··· Passage to read ···
We were constructing a national park so our work largely consisted of cutting trails, developing beachs, digging toilets and swatting flies. Those damn black flies. They would crawl into your socks, up your sleeves, in your ears, down your neck and gnaw away at your skin until they reached your blood. They would feast on you. And you ended up with bleeding infected soars. Horrible. At night the mosquitoes took over where the black flies left off. To this day I am traumatized by the sound of the female mosquito hunting for my blood in the dark. In order to survive we slept under mosquito nets. During the day we worked with head nets. The screen of my head net blurred my vision and I developed a tremendous headache that seemed to last all summer. I went through a daily spray of DDT, a powerful insecticide that is now banned. It was a matter of survival from these torturous insects.
This is one of the reasons that I love the Southern California desert. There are no black-flies or mosquitos! But I do miss the color green. Anna, here everything is dull brown except for a few weeks in the year when the mountains and deserts burst into a dazzling display of glorious green. The colour green is intoxicating. And then even more beautiful the desert explodes into bloom. Nothing can compare to the desert in bloom. But it only happens every few years, not every year. If there is a lot of rain in the summer and fall, the desert dresses itself up in flowers. It is a glorious sight!
I remember I kept one shirt and one pair of pants just for working. I wore this shirt and pants for the whole summer without washing them even once. These clothes soaked up all the insecticide along with my sweat and became permanently insect repellant. When I returned to Toronto after 10 weeks I remember putting them through the wash. When I went to retrieve them no shirt and no pants could be found. They had totally dissolved in the wash!
··· Provided records ···
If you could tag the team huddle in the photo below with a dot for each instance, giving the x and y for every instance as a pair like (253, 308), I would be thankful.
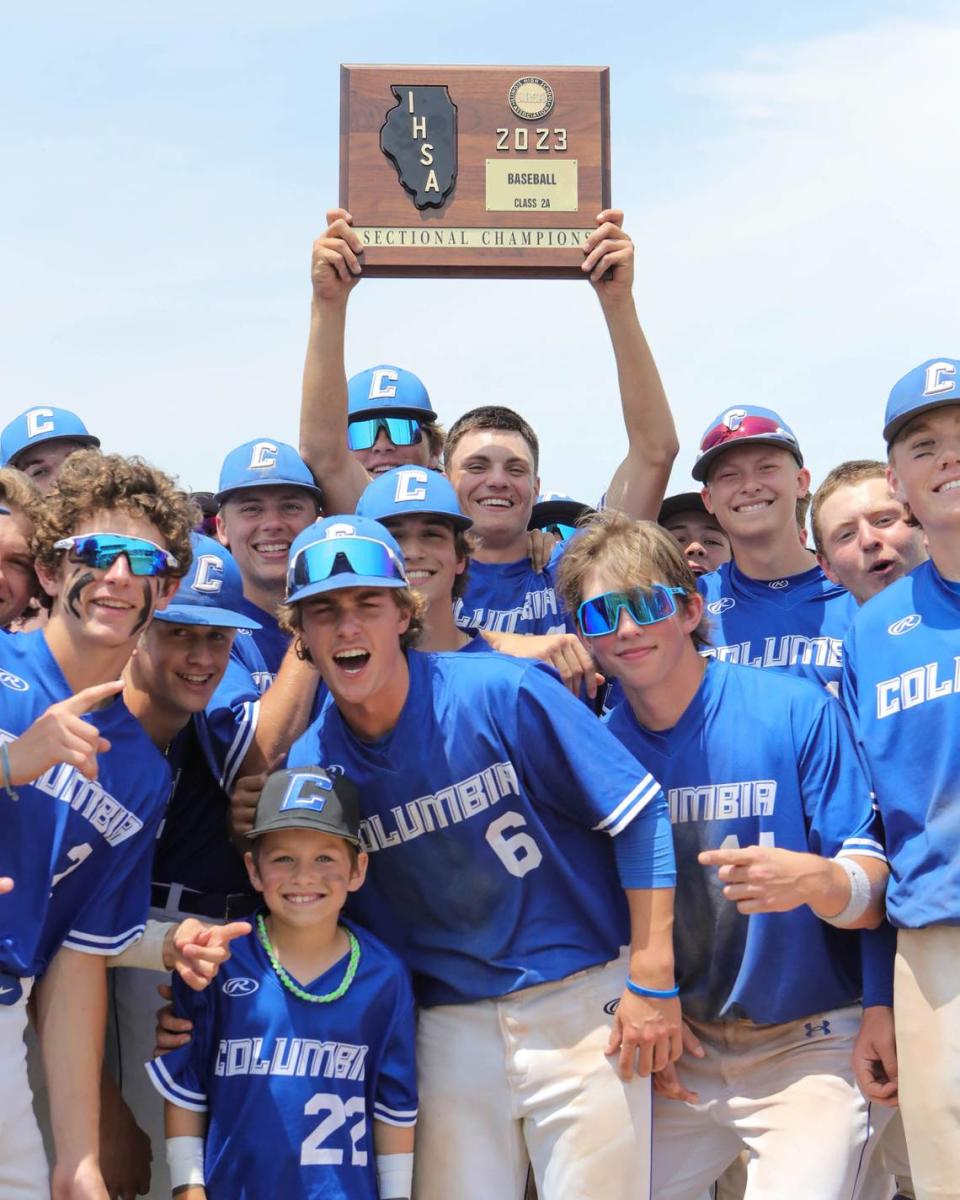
(378, 828)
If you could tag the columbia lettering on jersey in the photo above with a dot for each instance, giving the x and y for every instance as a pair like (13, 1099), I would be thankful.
(79, 850)
(795, 624)
(511, 598)
(484, 813)
(292, 1089)
(757, 759)
(901, 673)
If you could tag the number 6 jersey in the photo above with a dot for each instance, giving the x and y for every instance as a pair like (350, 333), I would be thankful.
(489, 814)
(291, 1087)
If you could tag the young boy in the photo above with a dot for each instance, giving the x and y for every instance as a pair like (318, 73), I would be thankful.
(784, 811)
(515, 849)
(900, 687)
(82, 797)
(299, 1079)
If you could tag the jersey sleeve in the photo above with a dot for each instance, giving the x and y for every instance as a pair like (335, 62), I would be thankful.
(180, 1075)
(228, 724)
(837, 797)
(576, 766)
(115, 916)
(395, 1101)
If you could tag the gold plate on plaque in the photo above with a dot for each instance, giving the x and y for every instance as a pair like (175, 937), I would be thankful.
(516, 185)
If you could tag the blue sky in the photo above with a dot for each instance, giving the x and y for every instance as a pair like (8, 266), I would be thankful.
(789, 172)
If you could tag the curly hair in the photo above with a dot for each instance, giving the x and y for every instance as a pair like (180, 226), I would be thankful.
(90, 481)
(406, 599)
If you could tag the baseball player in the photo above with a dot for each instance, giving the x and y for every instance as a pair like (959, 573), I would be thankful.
(490, 798)
(299, 1079)
(83, 793)
(865, 539)
(900, 688)
(267, 496)
(19, 507)
(40, 439)
(772, 605)
(769, 990)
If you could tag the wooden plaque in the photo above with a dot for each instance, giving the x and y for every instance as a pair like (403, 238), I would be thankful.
(474, 171)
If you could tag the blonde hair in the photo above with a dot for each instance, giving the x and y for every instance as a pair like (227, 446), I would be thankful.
(634, 553)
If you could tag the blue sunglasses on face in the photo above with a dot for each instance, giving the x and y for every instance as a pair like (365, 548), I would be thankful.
(101, 551)
(402, 431)
(645, 606)
(343, 556)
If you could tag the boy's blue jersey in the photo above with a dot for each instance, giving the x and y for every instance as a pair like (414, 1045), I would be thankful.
(757, 759)
(292, 1089)
(795, 624)
(511, 598)
(486, 813)
(901, 689)
(79, 850)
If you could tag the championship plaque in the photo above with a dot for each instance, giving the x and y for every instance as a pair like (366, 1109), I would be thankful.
(474, 171)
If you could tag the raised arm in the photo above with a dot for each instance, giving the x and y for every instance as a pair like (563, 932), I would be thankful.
(640, 481)
(335, 273)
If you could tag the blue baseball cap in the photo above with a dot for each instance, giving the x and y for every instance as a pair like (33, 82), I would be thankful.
(343, 552)
(744, 425)
(39, 425)
(406, 491)
(929, 385)
(261, 463)
(391, 390)
(211, 593)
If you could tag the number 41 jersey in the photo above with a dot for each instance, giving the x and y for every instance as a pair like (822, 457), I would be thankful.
(292, 1087)
(489, 813)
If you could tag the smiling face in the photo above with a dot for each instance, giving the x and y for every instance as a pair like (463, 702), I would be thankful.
(753, 491)
(42, 462)
(924, 469)
(305, 875)
(18, 581)
(258, 525)
(493, 474)
(865, 539)
(108, 607)
(700, 537)
(180, 666)
(429, 545)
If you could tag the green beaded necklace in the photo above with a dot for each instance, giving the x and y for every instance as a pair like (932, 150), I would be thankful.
(345, 983)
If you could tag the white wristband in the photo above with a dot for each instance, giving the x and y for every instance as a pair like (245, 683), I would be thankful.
(185, 1161)
(859, 894)
(394, 1176)
(147, 952)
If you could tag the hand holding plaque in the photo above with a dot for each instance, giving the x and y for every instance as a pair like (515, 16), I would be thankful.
(474, 171)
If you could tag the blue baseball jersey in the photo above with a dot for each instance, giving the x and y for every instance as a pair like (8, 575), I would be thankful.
(757, 759)
(79, 850)
(489, 814)
(291, 1087)
(795, 624)
(901, 689)
(511, 598)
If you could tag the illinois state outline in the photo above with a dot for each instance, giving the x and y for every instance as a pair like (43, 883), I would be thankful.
(431, 102)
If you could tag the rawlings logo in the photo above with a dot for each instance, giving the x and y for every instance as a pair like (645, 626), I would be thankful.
(905, 624)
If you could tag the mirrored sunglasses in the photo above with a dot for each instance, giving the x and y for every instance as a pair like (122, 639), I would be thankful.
(402, 431)
(101, 551)
(343, 556)
(645, 606)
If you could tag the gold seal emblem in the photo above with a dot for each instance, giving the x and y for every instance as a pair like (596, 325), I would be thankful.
(531, 99)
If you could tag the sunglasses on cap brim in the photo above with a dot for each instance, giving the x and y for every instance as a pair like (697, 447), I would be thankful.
(345, 556)
(645, 606)
(402, 431)
(101, 551)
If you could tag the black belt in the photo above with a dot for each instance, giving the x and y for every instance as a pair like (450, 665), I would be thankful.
(215, 905)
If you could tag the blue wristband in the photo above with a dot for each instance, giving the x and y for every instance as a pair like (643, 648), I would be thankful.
(653, 993)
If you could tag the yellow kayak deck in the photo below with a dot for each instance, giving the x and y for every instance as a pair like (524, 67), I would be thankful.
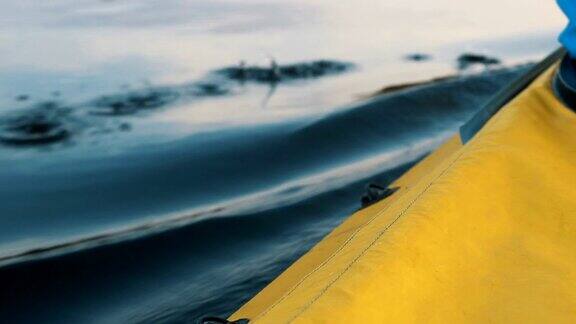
(481, 232)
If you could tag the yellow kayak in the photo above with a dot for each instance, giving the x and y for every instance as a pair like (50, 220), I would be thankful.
(481, 231)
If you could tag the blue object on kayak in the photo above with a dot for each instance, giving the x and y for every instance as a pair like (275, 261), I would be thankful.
(568, 37)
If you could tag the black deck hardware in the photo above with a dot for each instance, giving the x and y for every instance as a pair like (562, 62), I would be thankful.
(375, 193)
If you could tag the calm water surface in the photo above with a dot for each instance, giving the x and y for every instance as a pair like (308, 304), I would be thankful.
(190, 206)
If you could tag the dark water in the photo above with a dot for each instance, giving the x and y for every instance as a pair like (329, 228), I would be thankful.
(196, 226)
(164, 160)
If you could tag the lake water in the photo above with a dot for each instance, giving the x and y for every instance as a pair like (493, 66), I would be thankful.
(141, 184)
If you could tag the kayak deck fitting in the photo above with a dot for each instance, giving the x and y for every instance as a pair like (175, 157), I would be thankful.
(482, 230)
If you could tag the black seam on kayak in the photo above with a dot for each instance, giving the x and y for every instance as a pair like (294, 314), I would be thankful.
(326, 261)
(562, 88)
(402, 213)
(475, 124)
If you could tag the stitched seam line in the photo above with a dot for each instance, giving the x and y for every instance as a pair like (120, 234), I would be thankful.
(326, 261)
(307, 306)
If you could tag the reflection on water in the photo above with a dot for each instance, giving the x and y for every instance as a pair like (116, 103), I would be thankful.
(143, 182)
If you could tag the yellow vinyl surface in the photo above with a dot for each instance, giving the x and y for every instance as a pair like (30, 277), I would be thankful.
(478, 233)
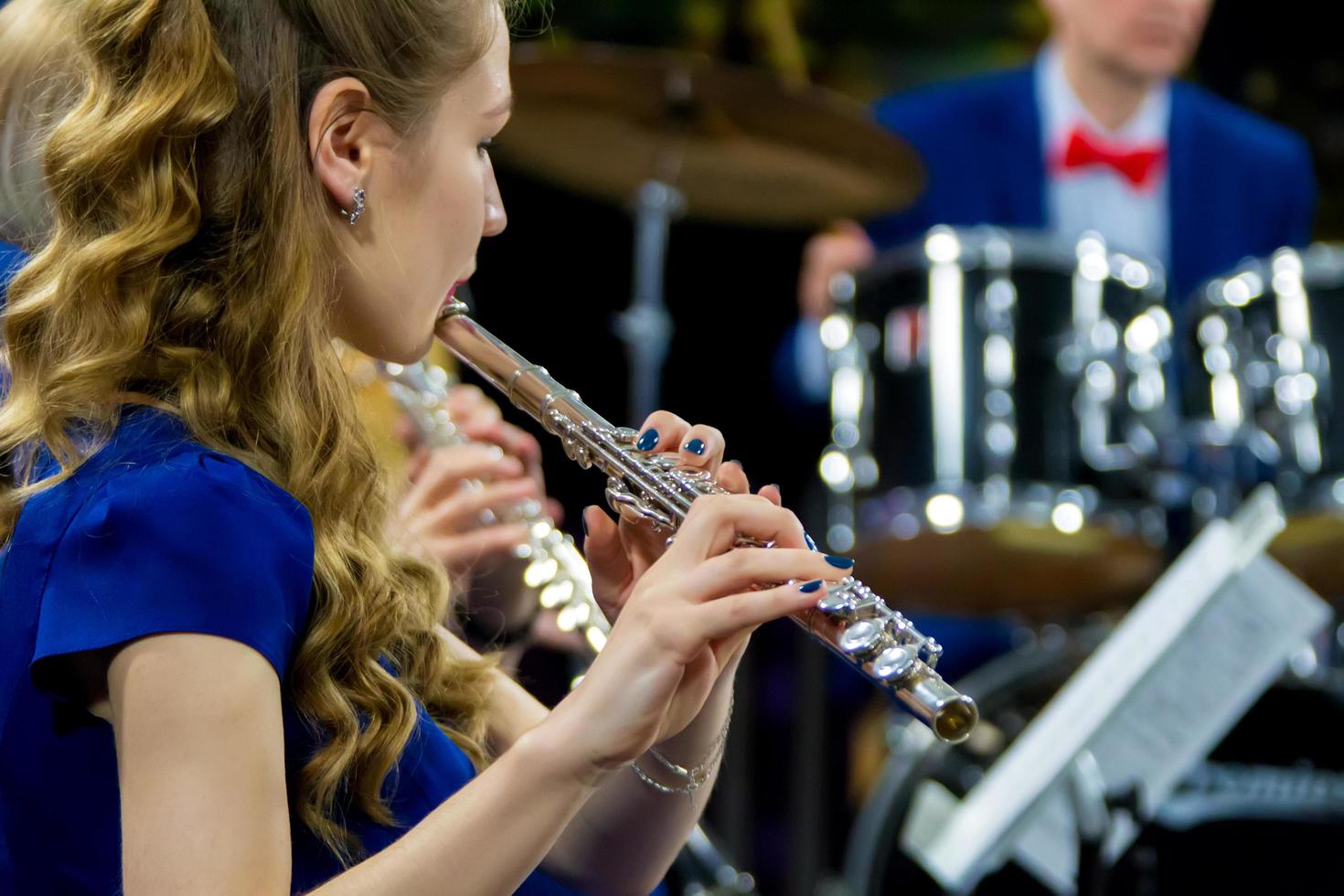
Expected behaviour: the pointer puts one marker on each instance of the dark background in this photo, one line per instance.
(551, 283)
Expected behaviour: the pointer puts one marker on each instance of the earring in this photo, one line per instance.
(352, 217)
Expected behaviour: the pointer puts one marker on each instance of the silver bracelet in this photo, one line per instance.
(695, 776)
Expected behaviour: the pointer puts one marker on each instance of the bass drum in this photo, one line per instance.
(1265, 813)
(1265, 349)
(998, 400)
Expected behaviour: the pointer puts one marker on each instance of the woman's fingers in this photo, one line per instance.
(448, 468)
(463, 511)
(465, 549)
(608, 560)
(661, 432)
(743, 569)
(732, 478)
(702, 448)
(717, 521)
(737, 613)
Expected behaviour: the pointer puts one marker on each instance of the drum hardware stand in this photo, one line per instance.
(1147, 707)
(645, 326)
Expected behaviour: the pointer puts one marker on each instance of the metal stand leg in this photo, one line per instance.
(645, 326)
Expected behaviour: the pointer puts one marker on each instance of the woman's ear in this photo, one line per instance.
(340, 137)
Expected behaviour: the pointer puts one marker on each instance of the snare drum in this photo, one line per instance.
···
According to the passage about working on a national park, list every place on the body or clothing that the black flies crawled into. Answer using only the passage.

Solution for this exercise -
- socks
- sleeves
- ears
- neck